_SOAL LATIHAN 1_
Tuliskan ulang bagian tulisan tentang pilkadal dari "Pilkadal, Optimis atau" sampai dengan "lebih tepatnya pesimis.".
_SOAL LATIHAN 2_
Teruskan tulisan tentang pilkadal mulai setelah kalimat terakhirnya.
··· PETIKAN TEKS
Pilkadal, Optimis atau Pesimis?

KITA optimis bahwa pilkadal (pemilihan kepala daerah langsung) baik di tingkat kabupaten/kota maupun provinsi bisa dijalankan dengan sukses, artinya lancar, aman, dan menghasilkan pasangan pemimpin baru. Tetapi apakah proses tersebut dapat melahirkan pasangan pemimpin yang benar-benar berkualitas? Ini masih tanda tanya besar, lebih tepatnya pesimis.

Berbicara pilkadal kita seperti sedang berhadapan dengan sebuah dilema antara biaya politik yang terlalu besar vs hasil yang belum tentu maksimal; antara tema demokratisasi vs tema kesejahteraan; antara optimisme vs pesimisme. Situasi harap-cemas seperti ini terungkap dalam sebuah diskusi terbatas di Hotel Hyatt, Ahad (7/3) malam, yang diikuti beberapa peserta kalangan muda dari aktivis Islam maupun akademisi. Diskusi menghadirkan seorang tokoh pejuang kawakan Jawa Barat, Tjetje Hidayat Padmadinata, yang sedang menulis biografi Setengah Abad Perlawanan dan seorang fungsionaris partai Jawa Barat, Rd. Gani Galuraningrat Kusumabrata. Acara dipandu oleh moderator Rully dan difasilitasi oleh politikus muda Yomanius Untung dan grup pengajian politiknya.
······
··· DATA YANG DIBERIKAN
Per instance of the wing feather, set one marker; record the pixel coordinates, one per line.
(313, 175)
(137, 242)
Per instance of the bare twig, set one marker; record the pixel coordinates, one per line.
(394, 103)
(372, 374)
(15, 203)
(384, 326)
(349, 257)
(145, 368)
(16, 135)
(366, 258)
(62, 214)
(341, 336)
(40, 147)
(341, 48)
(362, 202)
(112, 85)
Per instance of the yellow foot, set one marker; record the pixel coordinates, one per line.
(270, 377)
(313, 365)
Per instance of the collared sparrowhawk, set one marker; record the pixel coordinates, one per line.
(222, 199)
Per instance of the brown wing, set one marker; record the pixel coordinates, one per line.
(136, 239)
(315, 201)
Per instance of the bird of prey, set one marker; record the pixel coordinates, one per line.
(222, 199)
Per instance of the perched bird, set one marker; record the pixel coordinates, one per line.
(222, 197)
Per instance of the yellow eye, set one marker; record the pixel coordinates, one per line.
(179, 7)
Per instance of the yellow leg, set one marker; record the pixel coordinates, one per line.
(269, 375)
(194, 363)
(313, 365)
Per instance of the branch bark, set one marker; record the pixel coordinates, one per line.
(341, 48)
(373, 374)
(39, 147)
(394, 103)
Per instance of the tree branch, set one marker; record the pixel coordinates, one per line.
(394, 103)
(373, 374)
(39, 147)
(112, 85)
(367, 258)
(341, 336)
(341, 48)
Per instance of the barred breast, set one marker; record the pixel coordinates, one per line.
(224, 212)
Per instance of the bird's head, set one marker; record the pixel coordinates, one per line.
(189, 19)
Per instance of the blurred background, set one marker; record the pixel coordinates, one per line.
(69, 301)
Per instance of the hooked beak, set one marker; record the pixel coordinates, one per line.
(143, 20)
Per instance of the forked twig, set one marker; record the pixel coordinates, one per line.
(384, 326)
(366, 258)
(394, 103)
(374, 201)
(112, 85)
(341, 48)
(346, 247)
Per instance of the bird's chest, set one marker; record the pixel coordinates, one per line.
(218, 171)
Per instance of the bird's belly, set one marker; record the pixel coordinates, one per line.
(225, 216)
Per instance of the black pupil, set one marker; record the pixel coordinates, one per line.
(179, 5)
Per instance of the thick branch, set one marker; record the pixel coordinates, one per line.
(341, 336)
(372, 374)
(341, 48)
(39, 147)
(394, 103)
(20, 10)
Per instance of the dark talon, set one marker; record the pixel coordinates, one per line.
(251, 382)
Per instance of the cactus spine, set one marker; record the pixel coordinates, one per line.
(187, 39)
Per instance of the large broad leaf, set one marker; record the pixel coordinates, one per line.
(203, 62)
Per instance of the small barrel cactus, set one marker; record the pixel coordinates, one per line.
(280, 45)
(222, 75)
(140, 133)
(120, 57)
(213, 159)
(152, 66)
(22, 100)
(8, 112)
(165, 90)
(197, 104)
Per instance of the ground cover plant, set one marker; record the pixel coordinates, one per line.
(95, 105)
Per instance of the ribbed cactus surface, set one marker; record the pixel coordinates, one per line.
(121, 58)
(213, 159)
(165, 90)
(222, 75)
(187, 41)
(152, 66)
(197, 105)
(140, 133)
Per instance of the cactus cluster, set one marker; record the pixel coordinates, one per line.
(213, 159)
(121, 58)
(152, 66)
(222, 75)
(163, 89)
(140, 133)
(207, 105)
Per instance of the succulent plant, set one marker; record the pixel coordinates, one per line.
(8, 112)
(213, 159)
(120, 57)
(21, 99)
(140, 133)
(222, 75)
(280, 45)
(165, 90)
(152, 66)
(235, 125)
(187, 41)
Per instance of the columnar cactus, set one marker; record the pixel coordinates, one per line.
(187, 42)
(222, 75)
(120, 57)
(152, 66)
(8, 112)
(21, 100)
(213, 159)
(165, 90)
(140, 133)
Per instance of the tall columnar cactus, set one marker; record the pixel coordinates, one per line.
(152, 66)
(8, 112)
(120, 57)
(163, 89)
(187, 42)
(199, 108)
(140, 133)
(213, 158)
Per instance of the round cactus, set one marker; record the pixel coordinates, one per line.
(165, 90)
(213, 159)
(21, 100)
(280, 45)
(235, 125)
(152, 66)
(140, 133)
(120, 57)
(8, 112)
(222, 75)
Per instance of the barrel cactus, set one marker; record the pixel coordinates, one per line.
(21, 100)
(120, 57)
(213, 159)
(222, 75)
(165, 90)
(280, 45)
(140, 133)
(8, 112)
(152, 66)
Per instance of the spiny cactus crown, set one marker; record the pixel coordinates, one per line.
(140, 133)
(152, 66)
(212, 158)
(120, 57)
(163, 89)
······
_JAWABAN 1_
Pilkadal, Optimis atau Pesimis?

KITA optimis bahwa pilkadal (pemilihan kepala daerah langsung) baik di tingkat kabupaten/kota maupun provinsi bisa dijalankan dengan sukses, artinya lancar, aman, dan menghasilkan pasangan pemimpin baru. Tetapi apakah proses tersebut dapat melahirkan pasangan pemimpin yang benar-benar berkualitas? Ini masih tanda tanya besar, lebih tepatnya pesimis.

_JAWABAN 2_
Diskusi secara tajam menyoroti dua persoalan, yaitu apakah pilkadal akan lebih menjamin percepatan kesejahateraan rakyat? Ini persoalan dampak. Berikutnya menyangkut substansi, apakah dengan pilkadal demokratisasi benar-benar terjadi? Tak terelakkan pembahasan kemudian diperkaya dengan wacana tentang sejauh mana signifikansi partai politik dalam pilkadal, khususnya ketika kita harus bercermin pada pemilu presiden lalu, di mana pengaruh faktor partai amat kecil.

Samalah ibarat bikin pesawat. Kita bisa memproduksi pesawat baru yang canggih hingga sukses first flight dengan sejuta tepuk tangan, namun apakah pesawat itu bisa disertifikasi untuk diproduksi secara seri dan layak jual? Ternyata tidak mudah. Justru kita gagal hanya gara-gara kelemahan pada administrasi dan dokumentasi. Pengalaman PTDI sudah mengorbankan biaya begitu banyak untuk membuat beberapa model N-250 untuk disertifikasi, semuanya nihil.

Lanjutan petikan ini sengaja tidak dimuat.